=== Фрагмент документа ===

Положение Католической Церкви в Ленинграде в 1937 году

О. Флоран регулярно отправлял в Рим годовой отчет о положе­нии Католической Церкви в Ленинграде. Мы публикуем здесь отчет за 1937 год, который подводит определенную черту и показы­вает, как душили католичество на севере России330.

Церкви

"В Ленинграде и пригородах на 1 ноября 1937 года остава­лось 8 действующих церквей: в самом городе — церковь св. Ека­терины, церковь Лурдской Богоматери, церковь Посещения св. Елисаветы Девой Марией и церковь св. Казимира; две последние — не столь крупные. В пригородах находятся следующие храмы: в Гатчине, это в 50 км от города, в Детском Селе (ныне — Пушки­но), в Лесном, в Лигове. Церковь Святейшего Сердца в Ленингра­де, временно закрытая после того, как часть ее сгорела во время пожара 12 июня 1936 года, окончательно конфискована у верую­щих 21 июля 1937 года. Церковь в Колпино была закрыта без предварительного предупреждения и без каких бы то ни было объяс­нений 16 сентября 1937 года. В Луге, где церковь пока еще открыта, с 8 сентября 1937 года нет священника. Возможно, на территории области есть другие церкви, но отсутствие всякой информации не позволяет сказать на этот счет ничего определенного.

Священники

В январе 1935 года в Ленинграде и пригородах было пять священ­ников: о. Амудрю, аббат Ян Ворслав, о. Мишель Флоран, священники восточного обряда — о. Епифаний Акулов и о. Николай Михайлов. В мае 1935 года о. Николай Михайлов был вынужден уехать из города — ему отказали в паспорте. В настоящее время он живет в Таганроге, на юге. В августе 1935 года монсеньор Амудрю вернулся во Францию. О. Акулов был арестован 27 или 28 июля 1937 года. На этот раз его приговорили к десяти годам принудительных работ и отправили, судя по всему, на север, в колымские лагеря. Настоя­тель храма в Луге, аббат Ян Ворслав, арестованный 9 сентября, до сих пор находится в заключении. О нем ничего не известно кроме того, что он болен и лежит в больнице, вероятно — в Ленинграде. Попытки найти его ни к чему не привели. В настоящее время на весь ленинградский апостольский округ остался всего один священ­ник — о. Флоран. В лужской церкви, пока еще открытой (это в трех часах езды от Ленинграда по железной дороге), никто не служит, власти отказались дать соответствующее разрешение.

=== Записи данных ===

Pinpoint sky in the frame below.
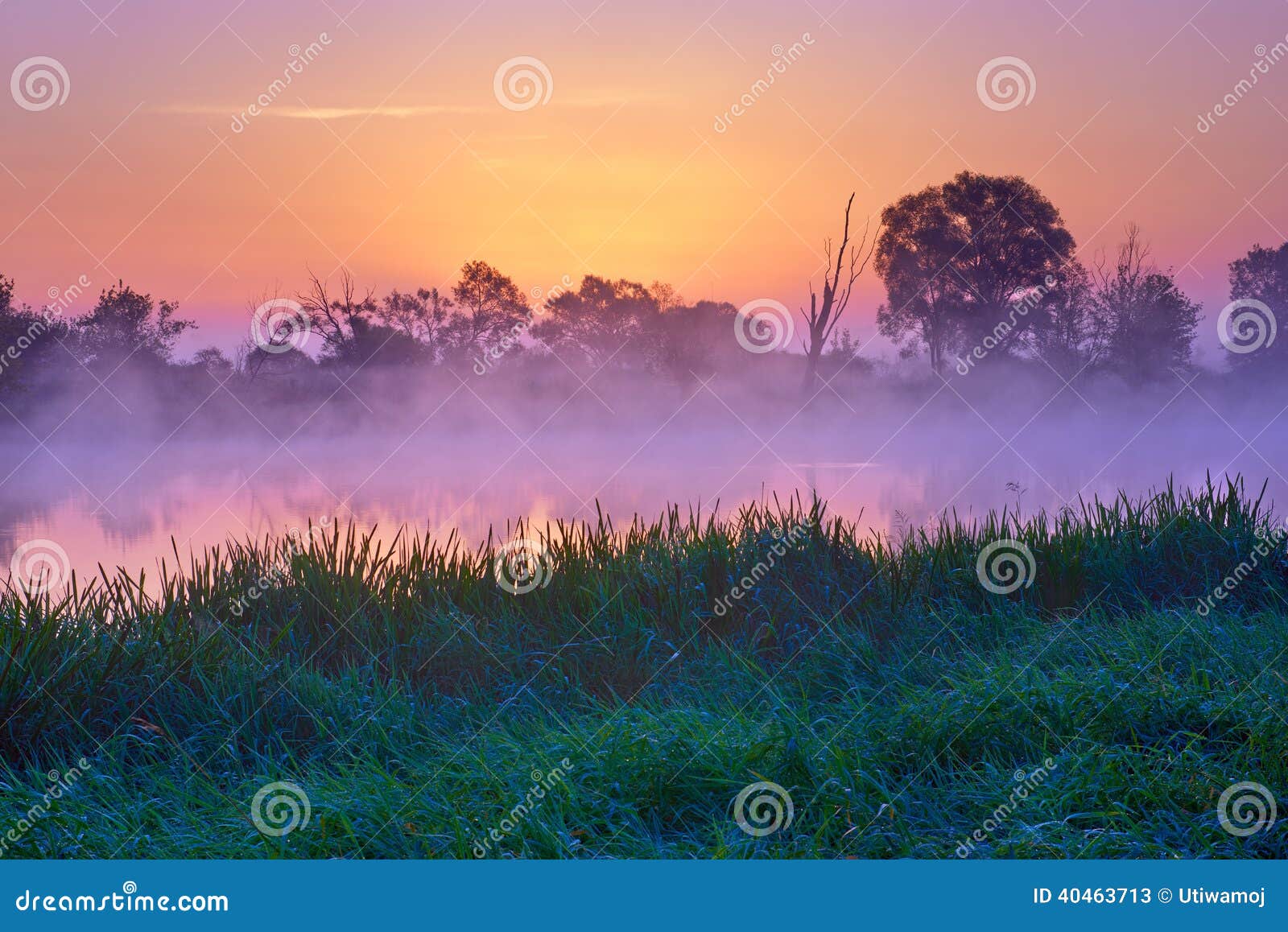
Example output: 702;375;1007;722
0;0;1288;358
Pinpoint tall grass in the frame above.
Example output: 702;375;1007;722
0;480;1288;856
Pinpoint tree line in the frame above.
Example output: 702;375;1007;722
0;171;1288;397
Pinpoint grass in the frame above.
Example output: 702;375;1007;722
0;480;1288;857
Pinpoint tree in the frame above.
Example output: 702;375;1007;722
874;187;962;373
876;171;1075;372
444;262;530;355
1030;260;1106;378
532;275;672;368
801;192;877;394
642;299;742;386
0;275;69;394
75;282;196;371
1228;242;1288;367
1093;224;1203;382
298;269;376;361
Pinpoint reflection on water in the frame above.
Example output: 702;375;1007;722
0;389;1288;587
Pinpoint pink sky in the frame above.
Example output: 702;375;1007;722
0;0;1288;352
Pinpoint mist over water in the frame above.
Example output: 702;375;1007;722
7;355;1288;587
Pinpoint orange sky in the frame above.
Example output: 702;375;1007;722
0;0;1288;357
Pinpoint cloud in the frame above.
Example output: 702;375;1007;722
152;90;670;120
153;103;491;120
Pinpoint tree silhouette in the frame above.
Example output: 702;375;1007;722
876;171;1074;372
75;282;195;371
532;275;658;368
1230;243;1288;368
1093;224;1203;382
801;192;876;394
446;262;530;357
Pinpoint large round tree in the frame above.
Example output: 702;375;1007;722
876;171;1075;372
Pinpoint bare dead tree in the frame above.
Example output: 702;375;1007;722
801;192;880;394
296;269;375;348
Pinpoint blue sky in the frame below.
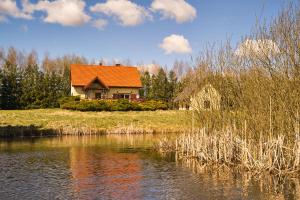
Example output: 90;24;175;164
0;0;297;66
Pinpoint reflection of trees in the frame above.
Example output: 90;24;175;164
176;157;300;200
70;147;142;199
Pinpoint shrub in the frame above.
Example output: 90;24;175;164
58;96;80;107
139;100;168;111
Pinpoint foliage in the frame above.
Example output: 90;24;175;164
0;48;86;109
140;68;180;109
182;3;300;139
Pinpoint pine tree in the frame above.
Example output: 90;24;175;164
152;68;168;101
1;61;22;109
140;71;151;99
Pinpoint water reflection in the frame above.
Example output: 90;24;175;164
70;148;142;199
0;135;300;200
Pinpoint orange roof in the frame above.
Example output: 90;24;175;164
71;64;142;88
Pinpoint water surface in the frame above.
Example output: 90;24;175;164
0;135;300;200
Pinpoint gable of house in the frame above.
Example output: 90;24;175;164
71;64;142;99
71;64;142;88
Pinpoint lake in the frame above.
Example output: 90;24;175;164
0;135;300;200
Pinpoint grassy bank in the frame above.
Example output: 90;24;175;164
0;109;190;136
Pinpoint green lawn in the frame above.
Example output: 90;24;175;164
0;109;191;134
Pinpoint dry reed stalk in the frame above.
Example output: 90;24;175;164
158;126;300;175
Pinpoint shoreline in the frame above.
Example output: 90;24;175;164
0;109;190;138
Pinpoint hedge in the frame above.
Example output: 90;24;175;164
60;99;168;111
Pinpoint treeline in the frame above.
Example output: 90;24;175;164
0;47;185;109
179;5;300;138
0;48;86;109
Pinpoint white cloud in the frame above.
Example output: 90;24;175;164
0;0;32;19
0;15;7;23
235;39;279;57
92;19;107;30
159;34;192;54
21;24;28;33
151;0;197;23
90;0;151;26
24;0;90;26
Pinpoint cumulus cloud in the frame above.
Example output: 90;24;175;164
151;0;197;23
21;24;28;33
0;0;32;20
92;19;107;30
0;15;7;23
159;34;192;54
138;63;161;75
235;39;279;57
24;0;90;26
90;0;151;26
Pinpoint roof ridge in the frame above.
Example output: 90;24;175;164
71;63;138;68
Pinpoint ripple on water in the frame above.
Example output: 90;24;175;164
0;136;300;200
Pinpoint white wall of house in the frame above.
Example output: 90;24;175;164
108;88;139;98
71;86;85;99
71;86;139;99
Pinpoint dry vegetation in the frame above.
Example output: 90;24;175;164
180;6;300;139
0;109;190;135
159;129;300;175
160;5;300;174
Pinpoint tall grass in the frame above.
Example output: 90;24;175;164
159;128;300;175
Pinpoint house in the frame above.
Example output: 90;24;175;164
71;64;142;100
177;84;221;111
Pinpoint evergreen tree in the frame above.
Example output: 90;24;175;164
167;70;178;108
1;61;22;109
140;71;151;99
152;68;168;101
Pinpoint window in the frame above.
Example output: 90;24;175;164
113;94;130;99
204;100;210;109
119;94;130;99
95;92;102;99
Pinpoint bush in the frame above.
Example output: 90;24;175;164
58;96;80;107
61;99;167;111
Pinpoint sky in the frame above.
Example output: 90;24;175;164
0;0;298;67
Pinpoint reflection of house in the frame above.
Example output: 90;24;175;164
70;147;142;199
71;64;142;99
177;84;221;110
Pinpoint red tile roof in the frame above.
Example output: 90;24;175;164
71;64;142;88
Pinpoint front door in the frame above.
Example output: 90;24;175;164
95;92;102;99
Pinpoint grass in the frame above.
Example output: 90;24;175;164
0;109;190;134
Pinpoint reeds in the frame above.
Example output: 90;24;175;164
158;128;300;175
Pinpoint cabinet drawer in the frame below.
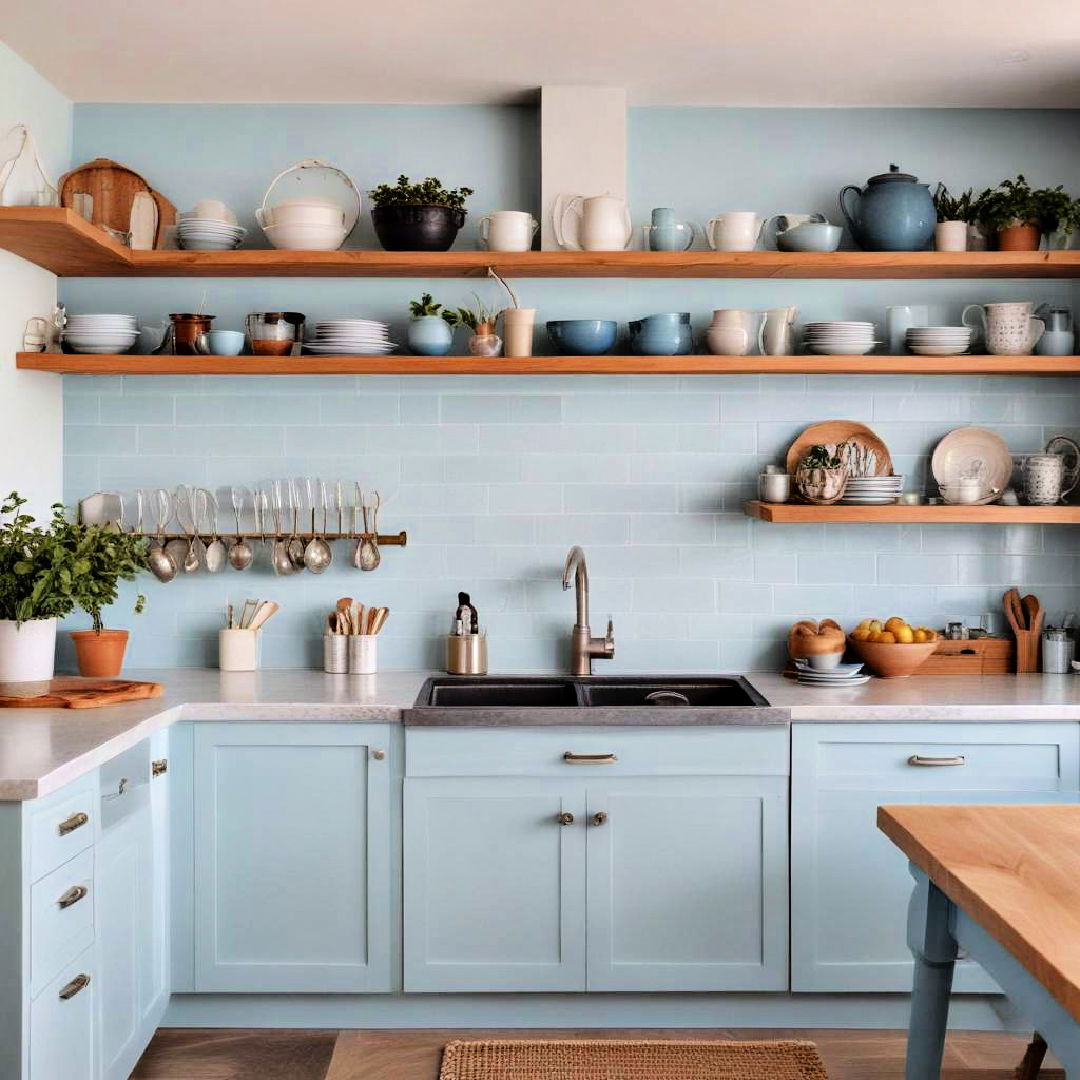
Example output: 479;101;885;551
808;723;1080;792
29;775;97;881
405;726;788;778
30;948;95;1080
30;850;94;995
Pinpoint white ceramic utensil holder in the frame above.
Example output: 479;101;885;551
349;634;379;675
217;630;262;672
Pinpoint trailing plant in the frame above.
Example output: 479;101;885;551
368;173;473;211
408;293;461;326
0;491;148;632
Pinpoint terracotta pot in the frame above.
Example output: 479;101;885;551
997;222;1042;252
71;630;127;678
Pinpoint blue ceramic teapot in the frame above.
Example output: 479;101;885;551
839;165;937;252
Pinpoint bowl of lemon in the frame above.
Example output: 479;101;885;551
848;616;939;678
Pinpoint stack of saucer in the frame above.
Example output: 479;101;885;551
904;326;974;356
63;314;138;356
793;660;870;690
802;322;880;356
303;319;397;356
840;476;904;507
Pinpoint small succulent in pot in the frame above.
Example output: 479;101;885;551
368;174;473;252
795;445;848;507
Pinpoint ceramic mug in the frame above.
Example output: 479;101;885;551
480;210;540;252
960;300;1047;356
705;210;765;252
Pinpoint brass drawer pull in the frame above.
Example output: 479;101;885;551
563;751;619;765
56;810;90;836
56;885;90;909
60;972;90;1001
907;754;967;769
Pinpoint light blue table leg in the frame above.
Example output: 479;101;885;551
904;867;957;1080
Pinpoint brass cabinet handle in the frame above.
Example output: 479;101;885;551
56;885;90;909
56;810;90;836
907;754;967;769
60;972;90;1001
563;751;619;765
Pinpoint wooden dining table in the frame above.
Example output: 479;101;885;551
877;806;1080;1080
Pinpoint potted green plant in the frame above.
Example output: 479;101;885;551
0;491;147;683
407;293;460;356
368;175;473;252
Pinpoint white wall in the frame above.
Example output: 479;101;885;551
0;42;72;517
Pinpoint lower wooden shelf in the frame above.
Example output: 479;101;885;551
744;499;1080;525
15;352;1080;376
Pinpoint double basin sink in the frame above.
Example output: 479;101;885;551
406;675;786;724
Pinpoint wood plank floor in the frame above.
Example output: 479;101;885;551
132;1028;1063;1080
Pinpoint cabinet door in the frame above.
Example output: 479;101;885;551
586;777;787;990
194;723;390;993
404;777;585;990
792;723;1080;993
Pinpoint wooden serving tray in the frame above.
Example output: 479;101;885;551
0;676;165;708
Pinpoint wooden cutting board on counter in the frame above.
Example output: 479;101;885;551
0;675;165;708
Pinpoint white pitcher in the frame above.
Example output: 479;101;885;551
960;300;1047;356
757;307;799;356
705;210;765;252
552;194;634;252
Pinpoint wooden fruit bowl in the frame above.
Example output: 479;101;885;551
848;636;937;678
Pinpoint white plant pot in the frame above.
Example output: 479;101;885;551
0;619;56;683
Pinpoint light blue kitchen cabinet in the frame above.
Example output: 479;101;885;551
404;777;585;991
792;723;1080;993
193;723;391;993
585;777;787;990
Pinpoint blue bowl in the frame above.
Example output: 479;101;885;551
548;319;619;356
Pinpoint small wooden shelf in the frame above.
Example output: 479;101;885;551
6;206;1080;279
15;352;1080;376
744;499;1080;525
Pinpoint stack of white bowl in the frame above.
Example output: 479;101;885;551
63;314;138;356
255;195;349;252
802;322;881;356
904;326;974;356
303;319;397;356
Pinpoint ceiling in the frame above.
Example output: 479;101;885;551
0;0;1080;108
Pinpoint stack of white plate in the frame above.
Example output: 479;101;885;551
303;319;397;356
840;476;904;507
176;210;247;252
904;326;974;356
802;322;880;356
64;314;138;356
795;660;870;690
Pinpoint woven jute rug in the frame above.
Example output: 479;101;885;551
438;1039;828;1080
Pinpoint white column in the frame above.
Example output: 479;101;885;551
540;86;626;251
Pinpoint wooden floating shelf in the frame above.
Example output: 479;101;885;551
0;206;1080;279
744;499;1080;525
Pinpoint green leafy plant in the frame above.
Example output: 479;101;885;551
408;293;461;326
368;173;473;211
0;491;147;632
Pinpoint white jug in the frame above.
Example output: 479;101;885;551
705;210;765;252
552;194;634;252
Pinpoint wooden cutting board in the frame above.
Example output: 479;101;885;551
0;676;165;708
60;158;176;247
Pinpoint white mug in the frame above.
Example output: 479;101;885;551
705;210;765;252
480;210;540;252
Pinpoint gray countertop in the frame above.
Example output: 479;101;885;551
0;669;1080;800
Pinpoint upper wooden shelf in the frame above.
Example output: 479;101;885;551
744;500;1080;525
15;352;1080;376
6;206;1080;278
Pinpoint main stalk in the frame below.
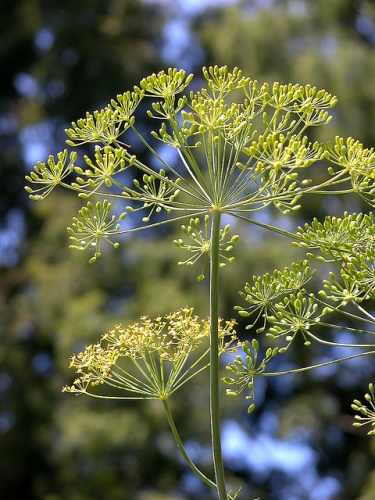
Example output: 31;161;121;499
210;211;227;500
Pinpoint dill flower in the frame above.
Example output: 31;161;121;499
63;308;236;400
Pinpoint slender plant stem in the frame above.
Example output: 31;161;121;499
162;399;217;490
210;211;227;500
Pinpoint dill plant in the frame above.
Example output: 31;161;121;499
26;66;375;500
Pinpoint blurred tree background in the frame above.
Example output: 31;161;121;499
0;0;375;500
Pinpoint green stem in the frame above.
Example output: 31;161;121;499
210;211;227;500
162;399;217;490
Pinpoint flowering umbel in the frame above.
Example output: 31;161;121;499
64;308;236;400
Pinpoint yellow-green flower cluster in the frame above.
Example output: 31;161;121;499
64;308;236;399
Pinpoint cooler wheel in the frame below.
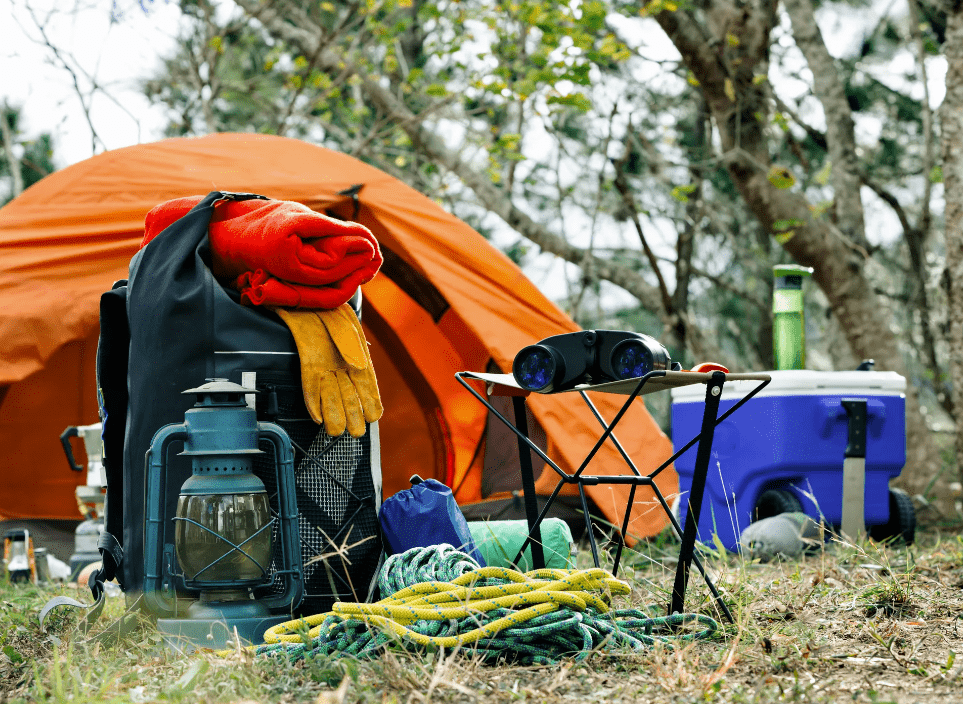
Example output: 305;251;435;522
752;489;802;521
869;489;916;545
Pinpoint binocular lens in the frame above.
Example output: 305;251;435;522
612;342;652;379
514;347;555;391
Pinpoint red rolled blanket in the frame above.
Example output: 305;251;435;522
141;196;383;309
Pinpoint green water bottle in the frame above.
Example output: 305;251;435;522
772;264;813;369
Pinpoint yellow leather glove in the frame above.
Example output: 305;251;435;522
275;304;384;438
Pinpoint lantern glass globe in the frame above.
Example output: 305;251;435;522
174;492;271;586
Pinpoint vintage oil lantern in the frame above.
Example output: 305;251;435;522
144;379;304;649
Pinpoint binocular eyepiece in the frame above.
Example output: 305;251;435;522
512;330;672;394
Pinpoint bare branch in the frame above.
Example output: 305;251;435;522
0;100;23;198
783;0;869;250
235;0;665;319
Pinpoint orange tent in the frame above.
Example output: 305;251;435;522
0;134;677;536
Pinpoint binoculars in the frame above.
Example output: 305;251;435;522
512;330;678;394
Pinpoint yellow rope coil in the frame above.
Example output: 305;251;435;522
264;567;630;648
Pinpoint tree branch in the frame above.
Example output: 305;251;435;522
0;100;23;198
235;0;667;322
783;0;869;250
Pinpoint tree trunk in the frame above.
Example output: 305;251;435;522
656;0;949;511
940;3;963;500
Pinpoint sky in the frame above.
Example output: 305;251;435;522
0;0;179;167
0;0;945;305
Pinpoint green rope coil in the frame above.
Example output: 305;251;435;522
255;545;718;664
378;543;480;595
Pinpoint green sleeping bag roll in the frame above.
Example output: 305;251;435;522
468;518;576;572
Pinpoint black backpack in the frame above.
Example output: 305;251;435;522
91;191;381;614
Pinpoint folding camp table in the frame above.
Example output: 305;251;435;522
455;371;770;622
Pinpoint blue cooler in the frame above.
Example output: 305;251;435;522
671;370;906;551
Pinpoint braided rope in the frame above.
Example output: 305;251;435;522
255;545;718;664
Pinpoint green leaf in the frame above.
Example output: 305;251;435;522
769;165;796;190
813;159;833;186
772;218;806;232
174;660;211;692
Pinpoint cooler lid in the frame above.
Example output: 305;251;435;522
671;369;906;403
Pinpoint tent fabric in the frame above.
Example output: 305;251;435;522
0;134;678;536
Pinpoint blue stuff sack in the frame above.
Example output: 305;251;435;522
378;474;485;567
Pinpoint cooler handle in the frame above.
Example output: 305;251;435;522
60;425;84;472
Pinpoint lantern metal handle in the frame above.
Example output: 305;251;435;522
144;423;187;616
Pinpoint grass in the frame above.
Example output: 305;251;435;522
0;533;963;704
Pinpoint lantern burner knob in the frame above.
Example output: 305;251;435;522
181;379;259;408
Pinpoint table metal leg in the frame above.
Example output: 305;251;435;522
512;396;545;570
669;372;726;615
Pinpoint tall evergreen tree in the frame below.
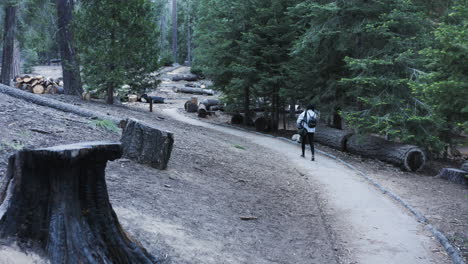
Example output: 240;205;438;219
76;0;159;104
56;0;83;95
0;1;18;85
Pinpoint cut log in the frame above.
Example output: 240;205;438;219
346;135;426;171
254;116;269;132
184;101;198;113
231;114;244;125
210;105;224;111
201;99;219;110
0;142;157;264
32;84;45;94
438;168;468;185
172;74;198;82
46;85;58;94
314;126;353;151
198;104;208;118
121;119;174;170
176;87;214;95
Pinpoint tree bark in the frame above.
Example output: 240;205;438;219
438;168;468;185
11;39;21;78
0;142;157;264
172;0;178;63
120;120;174;170
1;4;18;85
56;0;83;95
314;126;353;151
346;135;426;171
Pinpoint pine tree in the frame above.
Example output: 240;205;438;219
76;0;159;104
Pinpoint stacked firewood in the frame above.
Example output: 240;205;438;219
15;75;63;94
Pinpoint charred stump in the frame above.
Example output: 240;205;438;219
120;120;174;170
198;104;208;118
346;135;426;171
438;168;468;185
314;126;353;151
184;101;198;113
0;142;156;263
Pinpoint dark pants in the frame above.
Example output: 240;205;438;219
301;133;315;156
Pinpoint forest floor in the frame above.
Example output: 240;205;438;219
0;67;468;263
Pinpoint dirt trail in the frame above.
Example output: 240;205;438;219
164;109;450;264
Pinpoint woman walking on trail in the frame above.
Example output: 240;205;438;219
296;105;317;161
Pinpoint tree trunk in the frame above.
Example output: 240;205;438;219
198;104;208;118
11;39;21;78
314;126;353;151
187;1;192;66
56;0;83;95
120;120;174;170
438;168;468;185
176;87;214;95
172;0;178;63
0;142;157;263
1;4;18;85
254;116;270;132
346;135;426;171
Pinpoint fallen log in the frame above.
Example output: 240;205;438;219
231;114;244;125
32;84;45;94
0;142;157;264
346;135;426;171
314;126;353;151
437;168;468;185
120;119;174;170
198;104;208;118
172;74;198;82
184;101;198;113
0;84;121;125
200;99;220;110
176;87;214;95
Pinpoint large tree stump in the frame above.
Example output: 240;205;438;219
438;168;468;185
346;135;426;171
314;126;353;151
120;119;174;170
0;142;156;263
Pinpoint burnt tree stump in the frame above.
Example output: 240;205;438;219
0;142;157;263
120;119;174;170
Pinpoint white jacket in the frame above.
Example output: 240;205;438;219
296;110;318;133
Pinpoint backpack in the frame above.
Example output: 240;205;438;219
306;112;317;128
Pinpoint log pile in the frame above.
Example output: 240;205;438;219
172;73;198;82
15;75;63;94
175;87;214;95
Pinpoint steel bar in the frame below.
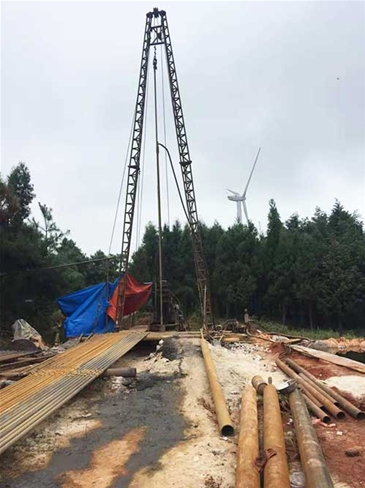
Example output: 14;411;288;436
303;394;331;424
286;359;365;419
264;385;290;488
236;385;260;488
200;339;234;436
0;331;146;454
288;389;333;488
103;368;137;378
276;359;345;420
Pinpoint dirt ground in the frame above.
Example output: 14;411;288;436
0;339;365;488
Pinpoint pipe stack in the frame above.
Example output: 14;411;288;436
276;359;345;420
276;359;365;423
236;385;260;488
289;389;333;488
236;376;290;488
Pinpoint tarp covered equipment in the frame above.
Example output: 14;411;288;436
57;274;152;337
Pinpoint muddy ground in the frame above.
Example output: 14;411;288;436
0;339;365;488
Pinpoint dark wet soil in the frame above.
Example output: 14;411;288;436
2;346;187;488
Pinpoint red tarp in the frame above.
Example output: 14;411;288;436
107;274;152;321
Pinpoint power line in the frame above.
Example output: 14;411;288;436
0;257;116;276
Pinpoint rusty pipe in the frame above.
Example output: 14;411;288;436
288;389;333;488
264;385;290;488
276;359;345;420
304;390;323;408
299;373;339;407
236;385;260;488
200;339;234;436
251;375;267;395
286;359;365;420
103;368;137;378
303;394;331;424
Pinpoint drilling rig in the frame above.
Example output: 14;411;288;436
116;8;214;330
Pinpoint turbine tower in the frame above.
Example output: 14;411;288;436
227;147;261;224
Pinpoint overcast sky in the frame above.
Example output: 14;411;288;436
1;1;365;253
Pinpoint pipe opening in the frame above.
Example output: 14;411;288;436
221;425;234;437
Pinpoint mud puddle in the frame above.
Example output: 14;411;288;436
1;346;187;488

===

Поставленная задача: Замените "годовой отчет" на "ежегодный доклад" во фрагменте текста о положении Католической Церкви в Ленинграде от "Положение Католической Церкви" до "на севере России330." включительно и приведите этот фрагмент целиком.

Результат выполнения:
Положение Католической Церкви в Ленинграде в 1937 году

О. Флоран регулярно отправлял в Рим ежегодный доклад о положе­нии Католической Церкви в Ленинграде. Мы публикуем здесь отчет за 1937 год, который подводит определенную черту и показы­вает, как душили католичество на севере России330.